Everything from the line with "Please spot the person in" down to the last line of the material below must be written out exactly. Leave out all other lines.

═══

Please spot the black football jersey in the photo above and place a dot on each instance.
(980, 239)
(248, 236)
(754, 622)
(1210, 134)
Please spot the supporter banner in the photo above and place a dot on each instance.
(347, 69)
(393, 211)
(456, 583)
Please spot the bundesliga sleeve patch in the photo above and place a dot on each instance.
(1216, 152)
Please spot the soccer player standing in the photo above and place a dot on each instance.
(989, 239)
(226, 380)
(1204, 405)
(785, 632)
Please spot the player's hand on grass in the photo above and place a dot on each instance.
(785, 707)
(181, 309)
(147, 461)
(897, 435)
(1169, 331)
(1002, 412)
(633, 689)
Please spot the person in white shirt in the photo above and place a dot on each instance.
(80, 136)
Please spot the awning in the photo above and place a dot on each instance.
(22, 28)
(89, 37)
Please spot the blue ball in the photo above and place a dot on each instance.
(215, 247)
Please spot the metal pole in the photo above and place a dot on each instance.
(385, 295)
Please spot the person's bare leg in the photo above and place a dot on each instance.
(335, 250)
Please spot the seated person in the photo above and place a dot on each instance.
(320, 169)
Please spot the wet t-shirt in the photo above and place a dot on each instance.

═══

--- Exercise output ---
Please spot the person in white shirt in the photo above and place a dot on each instance.
(80, 136)
Please spot the awning in the photo above and place a dot on each instance.
(22, 28)
(89, 37)
Please spot the blue ball in the photo above and place a dot on each instance.
(215, 247)
Please spot the metal pole in the photo above and place a dot on each instance.
(385, 295)
Please spot the person's bare leg in the photo above and place a dot on each instance.
(335, 250)
Please spot the seated person in the photo above and place a dot on each instance.
(320, 169)
Please spot the wet t-shirt in the photo above and place a dot on each instance.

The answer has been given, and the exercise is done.